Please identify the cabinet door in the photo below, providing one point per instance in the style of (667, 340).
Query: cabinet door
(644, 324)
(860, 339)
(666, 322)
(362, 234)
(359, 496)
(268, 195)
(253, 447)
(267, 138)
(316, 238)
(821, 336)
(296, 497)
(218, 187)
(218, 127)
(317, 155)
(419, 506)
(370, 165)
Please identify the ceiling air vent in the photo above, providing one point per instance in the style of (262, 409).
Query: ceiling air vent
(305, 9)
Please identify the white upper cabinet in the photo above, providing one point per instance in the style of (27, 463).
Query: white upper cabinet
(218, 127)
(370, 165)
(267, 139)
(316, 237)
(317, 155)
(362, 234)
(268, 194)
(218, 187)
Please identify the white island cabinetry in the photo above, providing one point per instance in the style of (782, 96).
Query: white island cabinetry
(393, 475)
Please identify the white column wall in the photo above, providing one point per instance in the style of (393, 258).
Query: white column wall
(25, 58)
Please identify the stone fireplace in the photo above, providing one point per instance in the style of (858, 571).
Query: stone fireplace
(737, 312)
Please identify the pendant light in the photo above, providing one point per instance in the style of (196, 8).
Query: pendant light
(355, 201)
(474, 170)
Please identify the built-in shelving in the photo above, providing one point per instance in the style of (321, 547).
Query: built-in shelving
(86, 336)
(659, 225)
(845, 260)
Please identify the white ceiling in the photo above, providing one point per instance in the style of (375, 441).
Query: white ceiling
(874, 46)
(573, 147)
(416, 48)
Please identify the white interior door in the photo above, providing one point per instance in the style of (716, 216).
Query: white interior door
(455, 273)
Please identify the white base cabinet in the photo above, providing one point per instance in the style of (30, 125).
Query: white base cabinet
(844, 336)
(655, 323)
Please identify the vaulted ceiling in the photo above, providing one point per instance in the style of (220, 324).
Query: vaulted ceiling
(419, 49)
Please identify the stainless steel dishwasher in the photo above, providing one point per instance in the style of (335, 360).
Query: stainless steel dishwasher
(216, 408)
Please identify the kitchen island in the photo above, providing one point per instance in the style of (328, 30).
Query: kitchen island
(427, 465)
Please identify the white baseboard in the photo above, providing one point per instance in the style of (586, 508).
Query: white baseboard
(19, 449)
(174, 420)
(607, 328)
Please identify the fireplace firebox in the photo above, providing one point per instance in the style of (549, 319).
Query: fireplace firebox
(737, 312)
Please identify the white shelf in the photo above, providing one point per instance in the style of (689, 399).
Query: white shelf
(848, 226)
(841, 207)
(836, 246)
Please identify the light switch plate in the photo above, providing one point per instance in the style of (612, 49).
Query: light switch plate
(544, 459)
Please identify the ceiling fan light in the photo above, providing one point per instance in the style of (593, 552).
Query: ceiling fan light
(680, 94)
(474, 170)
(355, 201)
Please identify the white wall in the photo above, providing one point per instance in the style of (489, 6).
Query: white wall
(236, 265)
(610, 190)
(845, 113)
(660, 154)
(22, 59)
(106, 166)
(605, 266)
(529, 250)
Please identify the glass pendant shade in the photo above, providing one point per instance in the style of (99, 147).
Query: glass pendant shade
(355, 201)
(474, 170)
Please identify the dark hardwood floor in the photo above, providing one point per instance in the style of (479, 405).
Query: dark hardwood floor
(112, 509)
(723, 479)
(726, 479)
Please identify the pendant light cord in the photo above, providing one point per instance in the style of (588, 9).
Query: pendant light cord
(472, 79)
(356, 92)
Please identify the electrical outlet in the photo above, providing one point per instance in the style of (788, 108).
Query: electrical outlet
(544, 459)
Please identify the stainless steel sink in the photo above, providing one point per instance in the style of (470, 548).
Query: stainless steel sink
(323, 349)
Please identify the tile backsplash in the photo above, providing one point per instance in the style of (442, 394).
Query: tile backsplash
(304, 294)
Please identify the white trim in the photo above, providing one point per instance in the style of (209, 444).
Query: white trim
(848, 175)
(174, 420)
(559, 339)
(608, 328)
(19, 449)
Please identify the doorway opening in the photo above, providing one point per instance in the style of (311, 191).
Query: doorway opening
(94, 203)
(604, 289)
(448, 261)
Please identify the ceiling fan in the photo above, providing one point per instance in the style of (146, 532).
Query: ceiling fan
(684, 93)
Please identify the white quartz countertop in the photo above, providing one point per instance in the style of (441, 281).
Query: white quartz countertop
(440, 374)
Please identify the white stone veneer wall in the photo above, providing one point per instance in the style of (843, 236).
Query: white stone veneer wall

* Goal of the exercise: Reproduce the records above exactly.

* The reply:
Please identify the cabinet door in the photo below, providing one point per instance in the style of (667, 340).
Query: cabinet door
(644, 324)
(860, 339)
(666, 322)
(362, 234)
(359, 496)
(268, 195)
(253, 447)
(267, 138)
(316, 238)
(821, 336)
(296, 497)
(218, 187)
(218, 127)
(317, 155)
(419, 506)
(370, 165)
Please identify the ceiling air vent in the photo above, providing one point per instance in the style of (262, 409).
Query: ceiling air vent
(305, 9)
Please identify the white upper cabinet in the photo above, providing one point per instance in the style of (27, 463).
Query: white upper cabinet
(218, 127)
(370, 165)
(267, 139)
(316, 237)
(317, 155)
(362, 234)
(268, 194)
(218, 187)
Please identify the white island cabinetry in the photo above, providing one point per instance in the style of (782, 96).
Query: white island cabinetry
(393, 475)
Please identify the white column wall in the photo above, providing one point per instance in the style of (393, 258).
Query: white column wall
(25, 58)
Please identify the stone fireplace in the photo above, providing one point per instance in the style of (858, 571).
Query: stone fireplace
(737, 312)
Please identify the pendant light in the photo above, providing one point per instance in the style of (196, 8).
Query: pendant light
(355, 201)
(474, 170)
Please identify the built-in shelving in the photo above, providing one point per instance in the style of (321, 547).
Query: built-in shelving
(86, 336)
(659, 225)
(845, 260)
Please identify the white ceiling in the photo above, providing one point per instance in the style of (375, 441).
Query: white ceiling
(874, 46)
(573, 147)
(416, 48)
Please identify the white interior door in the photo above, providing one point per instance in the style of (716, 216).
Query: white interior door
(455, 273)
Please identify the white base cabinet in the photo above, providing one point per instance in the style of (30, 125).
Query: white base cabinet
(844, 336)
(655, 323)
Please identify the vaulted ceiling in the photo above, providing one point per instance in the style of (220, 324).
Query: vaulted ceiling
(419, 49)
Please identify the stainless steel dishwasher in the photo above, providing one point per instance in the style of (335, 360).
Query: stainless steel dishwasher
(216, 408)
Please identify the kitchen island in the photo above, providing one point per instance in the style of (328, 30).
Query: kitchen island
(427, 465)
Please identify the white baseboard in the photo above, providing one point per instance in the style of (586, 508).
Query: white baseboard
(19, 449)
(174, 420)
(607, 328)
Please identify the fireplace firebox in the photo above, providing one point per instance in the style of (549, 319).
Query: fireplace firebox
(737, 312)
Please identify the white shelf in the photo above, providing one point per instance in the style of (689, 399).
Query: white shelf
(848, 226)
(841, 207)
(836, 246)
Please identify the light switch plate in the photo above, providing one point per instance in the style of (612, 49).
Query: light switch plate
(544, 459)
Please identify the ceiling fan light in the photo above, providing one point per instance in the style of (593, 552).
Query: ceiling fan light
(680, 94)
(474, 170)
(355, 201)
Please identify the white wall in the photo above, providing one point per instance in the style of (489, 6).
Query: white wall
(236, 265)
(610, 190)
(845, 113)
(660, 154)
(22, 59)
(106, 166)
(605, 266)
(529, 250)
Please identify the glass pendant shade in the photo above, providing one point per instance in the style of (99, 147).
Query: glass pendant shade
(355, 201)
(474, 170)
Please identify the dark hardwood floor in the photo above, providing one point per instance in the style of (479, 405).
Query: dark hardwood floor
(112, 509)
(723, 479)
(726, 479)
Please identify the pendant light cord in the photo above, providing one point per instance in the style of (588, 9).
Query: pendant light cord
(472, 79)
(356, 92)
Please identify the electrical outlet in the photo above, providing one point per instance in the style of (788, 108).
Query: electrical outlet
(544, 459)
Please identify the stainless steel sink in the photo above, providing one point per instance in the style of (470, 548).
Query: stainless steel sink
(323, 349)
Please identify the tile backsplash in the photo above, providing one point per instance in the style of (442, 394).
Query: tile backsplash
(304, 294)
Please identify the white trim in the photo above, providing one point per instance in the style of (209, 444).
Query: white trim
(848, 175)
(174, 420)
(559, 339)
(608, 328)
(19, 449)
Please identify the doorway opening in the photo above, providing one point per instance in the style of (311, 191).
Query: doorway opening
(94, 203)
(604, 289)
(448, 261)
Please identify the ceiling fan in the photo above, providing one point per instance in the style of (146, 532).
Query: ceiling fan
(684, 93)
Please identify the white quartz countertop in the photo above, providing one point per instance in the style of (441, 281).
Query: white quartz countertop
(440, 374)
Please identify the white stone veneer wall in the photo above, providing one point per instance in the style of (843, 236).
Query: white stone veneer wall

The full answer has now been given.